● GIVEN TEXT
────────

Mom Job: 5 Life-Changing Tips to Make Motherhood EASIER so you’re not so Overworked, Underpaid & Unappreciated

Grownup Gripe: Sorry boys but the Job of Mom is the hardest (and most thankless) job a lot of times.

Since I could get a worker’s permit I’ve always had a “real” job so I know it’s against the law to not get breaks or meals off during any given shift.

If you’re a parent (or can remember being a parent of little kids) you can’t even catch ONE!!!

Not even ONE! WTF?!?

Literally within a ten minute time frame I hear one of my spawn yelling Mom at least 10 times!

To worsen matters I find the more annoyed I get the more it occurs so you really can’t even win.

Don’t get me wrong adding Mother to my Resume has been such an amazing experience and I’m so thankful for the miracles I’ve been blessed with.

Like every Mom I think they’re the most incredible beings on Earth-I GET a Mother’s love.

Mother’s love is an awesome thing because nobody else will love you like your Mother does.

────────

● REQUIRED TASK A
Can you transcribe the post about motherhood above, word for word and in full?

Coordinate annotation entries:
────────

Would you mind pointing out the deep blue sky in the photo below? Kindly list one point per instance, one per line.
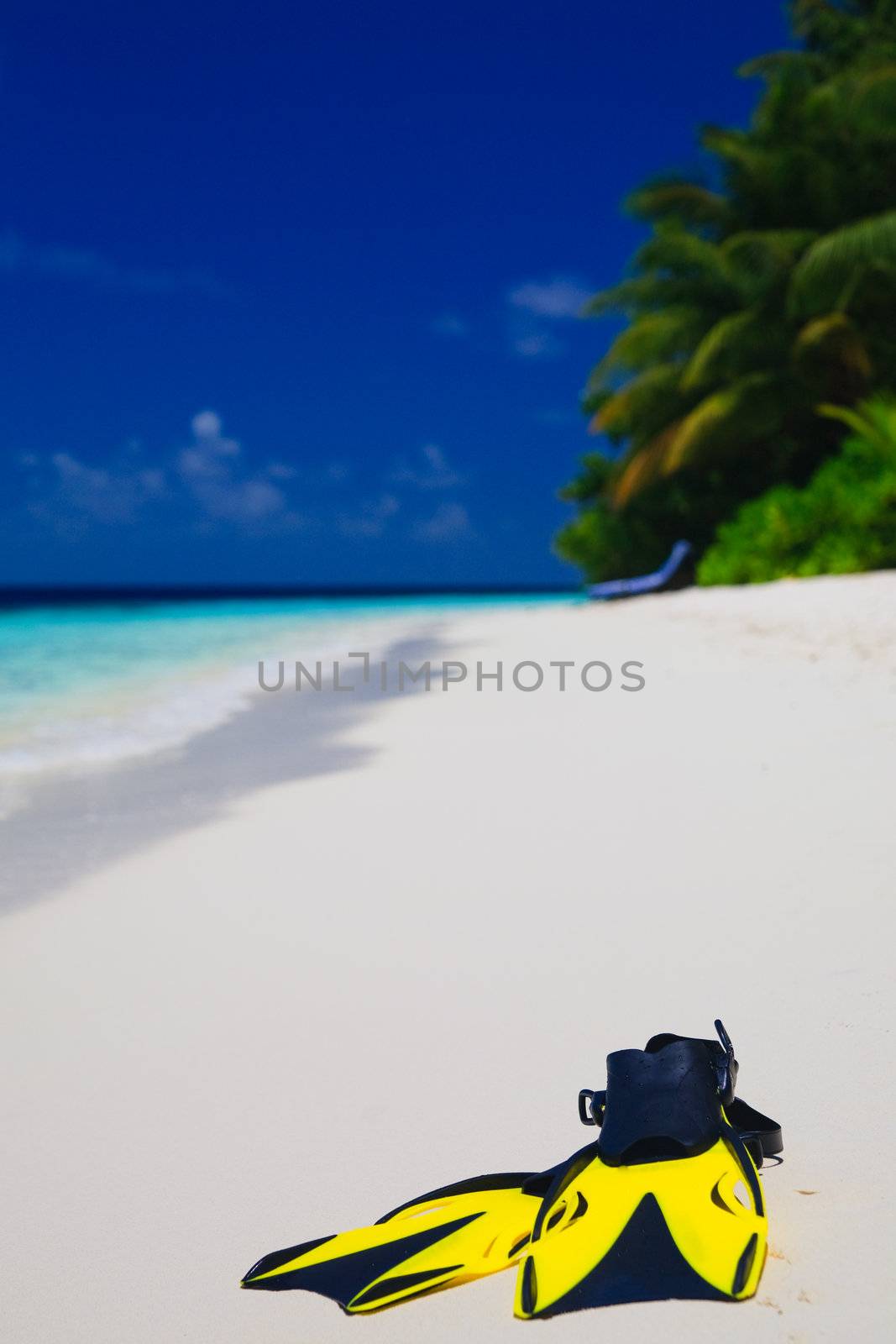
(348, 239)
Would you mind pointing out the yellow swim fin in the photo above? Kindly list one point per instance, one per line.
(443, 1238)
(668, 1202)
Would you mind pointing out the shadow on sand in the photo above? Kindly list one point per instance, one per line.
(76, 824)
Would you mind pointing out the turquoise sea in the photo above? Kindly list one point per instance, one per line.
(86, 685)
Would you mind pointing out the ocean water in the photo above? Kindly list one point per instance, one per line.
(82, 687)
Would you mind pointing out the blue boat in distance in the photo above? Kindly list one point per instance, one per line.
(678, 571)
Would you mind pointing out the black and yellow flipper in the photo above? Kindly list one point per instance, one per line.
(668, 1202)
(443, 1238)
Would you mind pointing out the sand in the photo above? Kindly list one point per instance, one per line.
(391, 945)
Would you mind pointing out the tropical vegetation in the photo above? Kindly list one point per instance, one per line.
(762, 292)
(842, 522)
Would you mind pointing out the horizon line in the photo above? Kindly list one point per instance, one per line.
(87, 595)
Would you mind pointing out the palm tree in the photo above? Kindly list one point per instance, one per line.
(759, 293)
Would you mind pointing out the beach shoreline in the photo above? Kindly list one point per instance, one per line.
(342, 949)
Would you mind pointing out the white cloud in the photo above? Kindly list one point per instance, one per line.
(210, 470)
(537, 346)
(76, 494)
(539, 304)
(371, 519)
(449, 324)
(90, 266)
(432, 475)
(448, 523)
(557, 299)
(207, 479)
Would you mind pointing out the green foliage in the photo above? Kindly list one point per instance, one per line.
(842, 522)
(759, 293)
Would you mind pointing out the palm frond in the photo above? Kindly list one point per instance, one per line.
(651, 339)
(833, 265)
(734, 344)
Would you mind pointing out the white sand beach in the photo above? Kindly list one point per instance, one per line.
(367, 947)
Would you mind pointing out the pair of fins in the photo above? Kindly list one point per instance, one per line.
(665, 1203)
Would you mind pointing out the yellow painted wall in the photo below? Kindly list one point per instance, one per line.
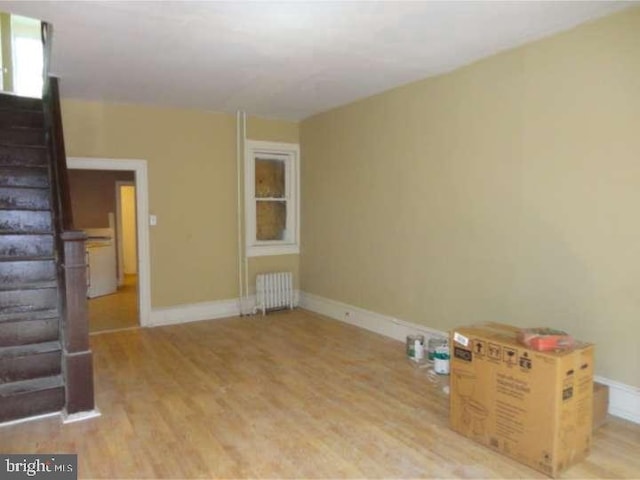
(191, 158)
(504, 191)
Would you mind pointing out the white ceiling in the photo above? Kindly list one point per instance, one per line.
(280, 59)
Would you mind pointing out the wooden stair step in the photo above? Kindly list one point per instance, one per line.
(32, 155)
(30, 386)
(26, 245)
(12, 117)
(23, 301)
(28, 285)
(25, 221)
(22, 136)
(35, 314)
(27, 258)
(31, 330)
(28, 398)
(17, 271)
(21, 176)
(16, 102)
(30, 361)
(30, 349)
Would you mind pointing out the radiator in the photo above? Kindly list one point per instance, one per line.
(274, 291)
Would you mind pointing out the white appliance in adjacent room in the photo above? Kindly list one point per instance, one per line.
(101, 259)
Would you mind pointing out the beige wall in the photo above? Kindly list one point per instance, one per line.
(191, 159)
(505, 191)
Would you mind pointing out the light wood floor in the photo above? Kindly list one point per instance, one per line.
(290, 395)
(115, 311)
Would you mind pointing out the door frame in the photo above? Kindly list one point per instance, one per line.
(139, 167)
(120, 248)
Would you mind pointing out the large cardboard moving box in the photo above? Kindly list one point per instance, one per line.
(535, 407)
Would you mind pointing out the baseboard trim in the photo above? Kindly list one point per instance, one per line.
(624, 400)
(80, 416)
(195, 312)
(372, 321)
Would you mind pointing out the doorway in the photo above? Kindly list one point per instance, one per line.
(131, 212)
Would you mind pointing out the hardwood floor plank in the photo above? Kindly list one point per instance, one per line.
(289, 395)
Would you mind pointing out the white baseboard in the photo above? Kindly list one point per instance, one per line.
(624, 400)
(372, 321)
(194, 312)
(80, 416)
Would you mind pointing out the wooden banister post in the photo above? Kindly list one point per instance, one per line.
(77, 356)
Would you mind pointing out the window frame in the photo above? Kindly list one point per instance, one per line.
(290, 154)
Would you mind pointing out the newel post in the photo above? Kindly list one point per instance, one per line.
(77, 357)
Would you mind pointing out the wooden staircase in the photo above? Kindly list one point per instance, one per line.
(31, 380)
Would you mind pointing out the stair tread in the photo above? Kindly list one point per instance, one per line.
(22, 145)
(24, 187)
(25, 209)
(28, 232)
(30, 166)
(30, 349)
(26, 258)
(41, 314)
(31, 385)
(29, 285)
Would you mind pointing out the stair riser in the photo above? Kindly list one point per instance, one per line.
(24, 177)
(27, 272)
(25, 198)
(16, 301)
(31, 404)
(16, 102)
(13, 369)
(22, 136)
(25, 156)
(21, 118)
(25, 221)
(28, 331)
(26, 245)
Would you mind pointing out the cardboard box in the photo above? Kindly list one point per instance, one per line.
(535, 407)
(600, 404)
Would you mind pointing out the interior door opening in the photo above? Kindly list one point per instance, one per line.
(132, 173)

────────

● REQUIRED TASK B
Which lines of the entries above contain the string "below"? Extract every one of them in full.

● WRITTEN RESPONSE A
Mom Job: 5 Life-Changing Tips to Make Motherhood EASIER so you’re not so Overworked, Underpaid & Unappreciated

Grownup Gripe: Sorry boys but the Job of Mom is the hardest (and most thankless) job a lot of times.

Since I could get a worker’s permit I’ve always had a “real” job so I know it’s against the law to not get breaks or meals off during any given shift.

If you’re a parent (or can remember being a parent of little kids) you can’t even catch ONE!!!

Not even ONE! WTF?!?

Literally within a ten minute time frame I hear one of my spawn yelling Mom at least 10 times!

To worsen matters I find the more annoyed I get the more it occurs so you really can’t even win.

Don’t get me wrong adding Mother to my Resume has been such an amazing experience and I’m so thankful for the miracles I’ve been blessed with.

Like every Mom I think they’re the most incredible beings on Earth-I GET a Mother’s love.

Mother’s love is an awesome thing because nobody else will love you like your Mother does.

● WRITTEN RESPONSE B
Would you mind pointing out the deep blue sky in the photo below? Kindly list one point per instance, one per line.
Would you mind pointing out the yellow painted wall in the photo below? Kindly list one point per instance, one per line.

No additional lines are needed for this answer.